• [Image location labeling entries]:
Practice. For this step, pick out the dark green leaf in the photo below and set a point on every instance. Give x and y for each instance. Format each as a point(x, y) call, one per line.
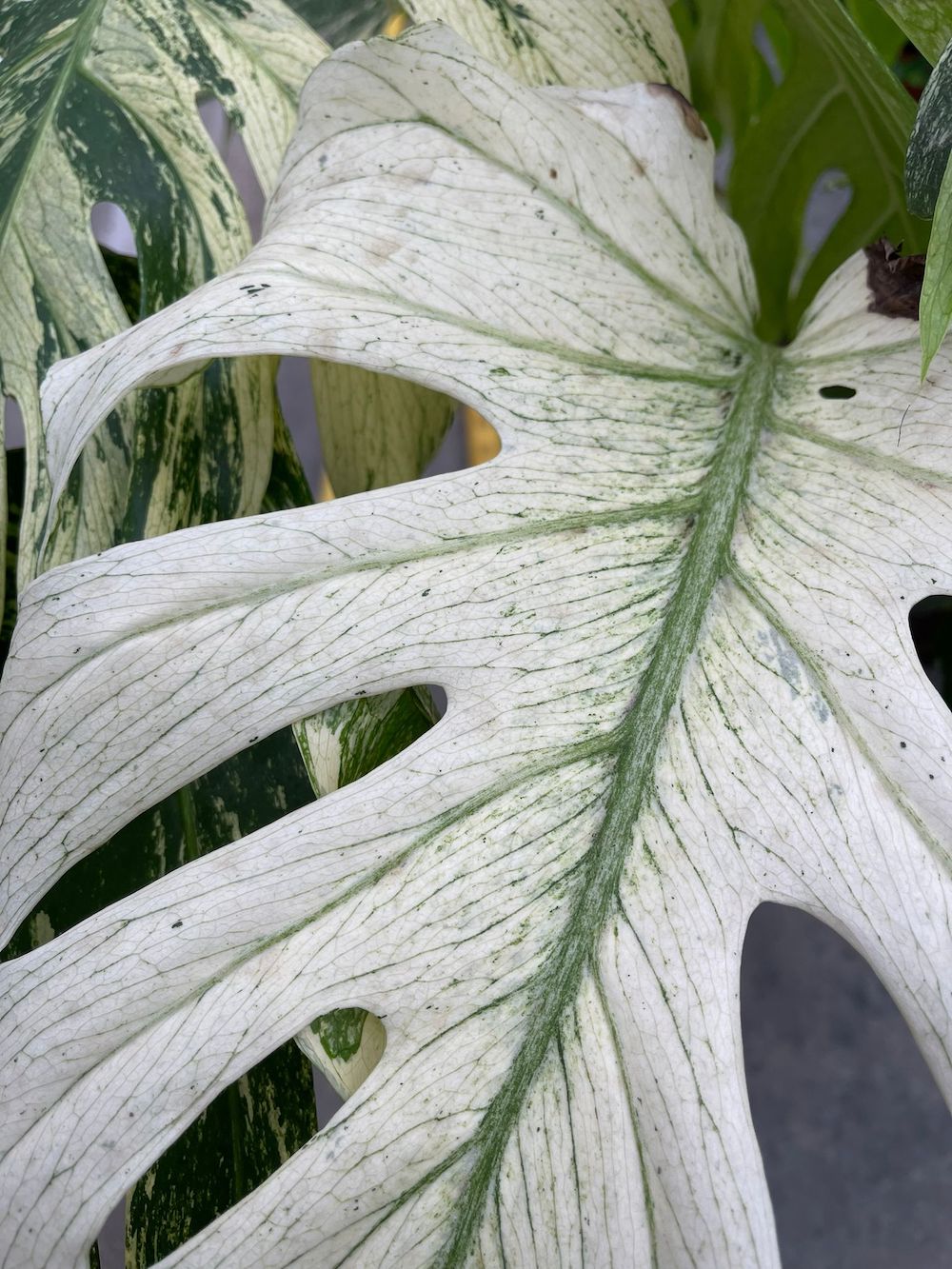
point(928, 23)
point(838, 109)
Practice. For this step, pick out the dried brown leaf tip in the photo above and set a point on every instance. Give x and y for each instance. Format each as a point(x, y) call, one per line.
point(692, 119)
point(895, 281)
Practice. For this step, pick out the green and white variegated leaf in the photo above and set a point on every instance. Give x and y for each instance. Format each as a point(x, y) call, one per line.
point(931, 141)
point(928, 23)
point(605, 45)
point(381, 431)
point(936, 300)
point(98, 100)
point(672, 621)
point(342, 20)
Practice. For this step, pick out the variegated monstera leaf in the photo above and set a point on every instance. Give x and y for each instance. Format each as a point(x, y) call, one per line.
point(672, 621)
point(99, 102)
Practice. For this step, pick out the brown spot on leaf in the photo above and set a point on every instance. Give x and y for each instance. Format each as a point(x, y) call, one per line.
point(895, 281)
point(692, 119)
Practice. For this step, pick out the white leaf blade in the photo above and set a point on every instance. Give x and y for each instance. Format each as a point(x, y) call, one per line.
point(639, 739)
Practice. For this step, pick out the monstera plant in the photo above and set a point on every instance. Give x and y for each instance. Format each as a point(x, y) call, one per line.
point(672, 622)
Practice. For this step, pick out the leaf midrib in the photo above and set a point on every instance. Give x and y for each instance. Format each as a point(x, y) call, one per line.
point(642, 734)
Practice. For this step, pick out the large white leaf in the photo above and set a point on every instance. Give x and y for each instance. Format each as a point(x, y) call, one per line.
point(672, 621)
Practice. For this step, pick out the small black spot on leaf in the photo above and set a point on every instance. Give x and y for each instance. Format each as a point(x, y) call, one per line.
point(692, 119)
point(837, 392)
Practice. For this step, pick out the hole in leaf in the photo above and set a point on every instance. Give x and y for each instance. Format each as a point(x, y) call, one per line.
point(110, 228)
point(345, 1047)
point(228, 140)
point(14, 434)
point(769, 43)
point(826, 203)
point(248, 792)
point(468, 441)
point(117, 247)
point(15, 483)
point(852, 1128)
point(223, 1155)
point(931, 625)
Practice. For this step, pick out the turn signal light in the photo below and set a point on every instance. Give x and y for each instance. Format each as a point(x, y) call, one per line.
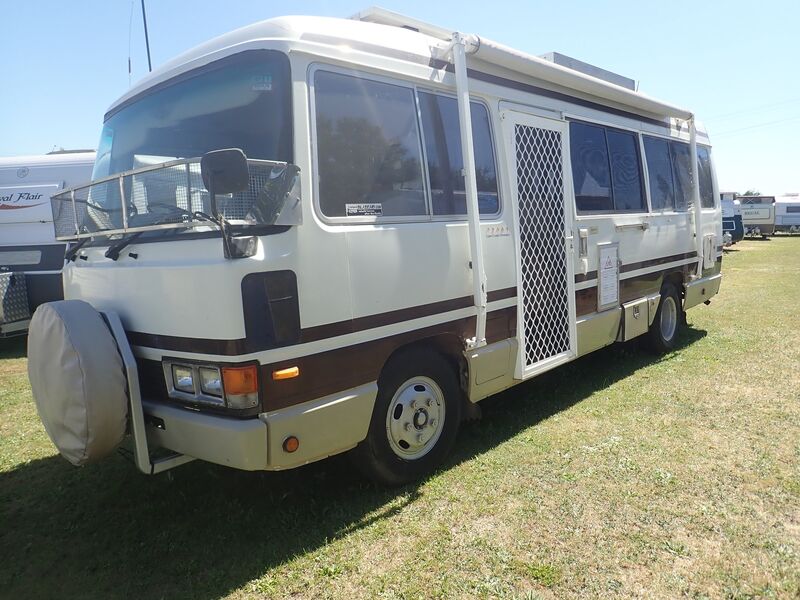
point(291, 444)
point(240, 380)
point(289, 373)
point(241, 386)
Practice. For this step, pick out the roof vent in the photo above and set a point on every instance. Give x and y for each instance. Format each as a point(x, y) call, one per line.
point(587, 69)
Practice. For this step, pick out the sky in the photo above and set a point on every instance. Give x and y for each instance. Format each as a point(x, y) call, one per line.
point(735, 64)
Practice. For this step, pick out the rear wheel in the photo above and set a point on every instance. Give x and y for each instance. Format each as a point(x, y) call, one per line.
point(663, 333)
point(415, 419)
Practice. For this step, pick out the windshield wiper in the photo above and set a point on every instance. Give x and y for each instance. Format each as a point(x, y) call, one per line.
point(72, 253)
point(114, 250)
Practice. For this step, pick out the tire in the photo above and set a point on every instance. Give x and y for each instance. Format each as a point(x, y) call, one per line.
point(663, 333)
point(415, 420)
point(77, 380)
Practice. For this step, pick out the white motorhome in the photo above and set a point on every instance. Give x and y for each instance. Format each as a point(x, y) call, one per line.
point(357, 284)
point(758, 215)
point(787, 213)
point(30, 256)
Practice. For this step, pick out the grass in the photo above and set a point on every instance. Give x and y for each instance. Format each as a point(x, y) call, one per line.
point(618, 475)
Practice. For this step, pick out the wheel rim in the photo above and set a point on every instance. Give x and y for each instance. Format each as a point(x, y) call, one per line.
point(669, 317)
point(415, 419)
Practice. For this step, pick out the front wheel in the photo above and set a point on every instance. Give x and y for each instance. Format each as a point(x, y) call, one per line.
point(663, 333)
point(415, 419)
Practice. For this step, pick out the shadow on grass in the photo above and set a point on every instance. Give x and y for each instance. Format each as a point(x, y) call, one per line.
point(202, 531)
point(14, 347)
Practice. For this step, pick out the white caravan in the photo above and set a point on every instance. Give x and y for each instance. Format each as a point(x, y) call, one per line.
point(758, 215)
point(425, 218)
point(30, 256)
point(787, 213)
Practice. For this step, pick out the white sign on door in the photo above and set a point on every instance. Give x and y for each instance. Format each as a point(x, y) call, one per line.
point(608, 276)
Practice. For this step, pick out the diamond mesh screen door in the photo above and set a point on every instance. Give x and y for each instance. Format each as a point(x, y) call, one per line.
point(545, 286)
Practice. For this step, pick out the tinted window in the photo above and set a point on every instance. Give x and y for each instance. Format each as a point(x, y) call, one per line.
point(706, 185)
point(659, 173)
point(243, 101)
point(443, 149)
point(625, 172)
point(590, 168)
point(681, 175)
point(367, 148)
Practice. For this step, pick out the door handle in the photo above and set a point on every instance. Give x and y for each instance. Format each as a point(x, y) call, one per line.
point(644, 226)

• [EXERCISE DESCRIPTION]:
Express every line of the data above as a JSON list of strings, with one string per line. Omit blank lines and leave the pictures out.

• [THE RESPONSE]:
[
  "Practice. For this step, pick out the dark green leaf in the photo below and set a point on every instance. Give x and y for each instance. Format each as a point(x, y) call, one per line.",
  "point(928, 23)",
  "point(838, 109)",
  "Practice. For this step, pick out the dried brown leaf tip in the photo above and set a point on every instance. Give x and y for each instance. Format each as a point(x, y) call, one per line.",
  "point(692, 119)",
  "point(895, 281)",
  "Practice. For this step, pick out the green and white variegated leaf in the photo above and set a point on every instance. Give x and y for each instance. Format each as a point(x, y) call, one per line.",
  "point(931, 141)",
  "point(928, 23)",
  "point(605, 45)",
  "point(381, 431)",
  "point(936, 300)",
  "point(98, 100)",
  "point(672, 621)",
  "point(342, 20)",
  "Practice. For this step, pick out the variegated monstera leaf in the photo above and set a point on every instance. Give x and y for each instance. Format each as a point(x, y) call, one per line.",
  "point(672, 621)",
  "point(99, 102)",
  "Practice. For this step, pick out the brown spot on leaf in the photo above and set a point on every instance. Give x and y for each instance. Format each as a point(x, y) call, one per line.",
  "point(895, 281)",
  "point(692, 119)",
  "Practice. For this step, pick out the white leaf blade in the photo above and set a point on every instance. Give x and y for each instance. Format each as a point(x, y) call, one per line.",
  "point(639, 739)",
  "Practice. For this step, pick out the monstera plant in the photo above and set a point on every instance. Give x and y for each instance. Format each as a point(x, y) call, one per line.",
  "point(672, 622)",
  "Practice. For this step, pick out the leaf midrib in the photo above and set a point on every instance. Give x and y for each instance. Format each as a point(x, y) call, one per line.",
  "point(642, 734)",
  "Practice. For this step, pick out the large white leaf in the photo above and set a point on every instance. Give x and y for each instance. Format each as a point(x, y) call, one per line.",
  "point(672, 621)",
  "Practice. For this step, pick out the small black spot on leaf in the photo above and set a point on every instance. Give x and y for each instance. Format each as a point(x, y) call, one per line.",
  "point(692, 119)",
  "point(837, 392)",
  "Practice. For this step, pick out the hole in leaf in the photo above and set a point on every instance. Give x and y for each instance. Format each as a point(x, y) call, one per line.",
  "point(110, 228)",
  "point(345, 1047)",
  "point(228, 140)",
  "point(14, 434)",
  "point(769, 43)",
  "point(826, 203)",
  "point(248, 792)",
  "point(468, 441)",
  "point(117, 247)",
  "point(15, 483)",
  "point(852, 1128)",
  "point(223, 1155)",
  "point(931, 625)",
  "Practice. For this step, pick out the turn signal light in the photo below and set a point on every instance. Give x and y for each instance. Format each as a point(x, y) call, one per line.",
  "point(291, 444)",
  "point(240, 380)",
  "point(289, 373)",
  "point(241, 386)",
  "Practice. For this step, pick out the roof vent in the photo above and set a point on every instance. Give x and y for each instance. Format each as a point(x, y) call, one per line.",
  "point(587, 69)",
  "Practice. For this step, pick out the sky in the photo above and set a point on every instance. Give x and y for each instance. Format each as a point(x, y) call, one per line.",
  "point(735, 64)",
  "Practice. For this step, pick out the rear wheel in the photo above and set a point on every instance. Give x and y for each instance. Format each as a point(x, y) call, one per line.",
  "point(663, 333)",
  "point(415, 419)",
  "Practice. For this step, pick out the windshield wiper in the photo above and set a point on every instance. Give x and y for each instance. Format each as a point(x, y) call, one per line.",
  "point(72, 253)",
  "point(114, 250)",
  "Practice. For this step, pick out the tire in the photo above and set a point on every instance. Give x and y for each instance. Format each as a point(x, y) call, one per line.",
  "point(663, 333)",
  "point(415, 420)",
  "point(77, 380)",
  "Practice. For this step, pick out the white motorhome in the photo above and set a point on every instance. Give x and y for each instance. Format each as a point(x, y) call, one per line.",
  "point(357, 284)",
  "point(758, 215)",
  "point(787, 213)",
  "point(30, 256)",
  "Practice. For this step, pick out the grass in the photo above and set a point on every instance. Give x and y for each instance. Format each as a point(x, y) call, one per line.",
  "point(618, 475)",
  "Practice. For this step, pick out the wheel rim in the photo above and set a point on every instance. Give x and y for each instance. Format each as a point(x, y) call, one per line.",
  "point(669, 317)",
  "point(415, 419)",
  "Practice. For this step, pick out the front wheel in the photo above and set a point on every instance. Give x and y for each instance. Format each as a point(x, y) call, one per line.",
  "point(663, 333)",
  "point(415, 419)",
  "Practice. For this step, pick out the shadow on grass in the photo above and set a point on every instance. Give x and y for each instance. Format each as a point(x, y) call, one per line.",
  "point(202, 531)",
  "point(14, 347)",
  "Practice. For this step, pick out the white caravan in the photo above and set a point on every instance. Give x and y for each instance. Format each as a point(x, y) call, one per line.",
  "point(758, 215)",
  "point(425, 218)",
  "point(30, 256)",
  "point(787, 213)",
  "Practice. For this step, pick out the white sign on door in the photo above and set a point on every instance. Give x and y for each instance. Format each as a point(x, y) call, one per line.",
  "point(608, 276)",
  "Practice. For this step, pick out the diamond mesh screen door in the photo above and set a point on every instance. Give x and y for each instance. Format each as a point(x, y) call, one per line.",
  "point(545, 286)",
  "Practice. For this step, pick out the tinted window in the photo above and set a point on every instance. Give x and y for each instance. Format each as a point(x, y) call, one per line.",
  "point(706, 185)",
  "point(659, 173)",
  "point(243, 101)",
  "point(443, 149)",
  "point(625, 172)",
  "point(590, 168)",
  "point(681, 175)",
  "point(367, 148)",
  "Practice. For this step, pick out the door handle in the photo above and set a point on every instance. Give x and y for each instance. Format each as a point(x, y) call, one per line.",
  "point(644, 226)"
]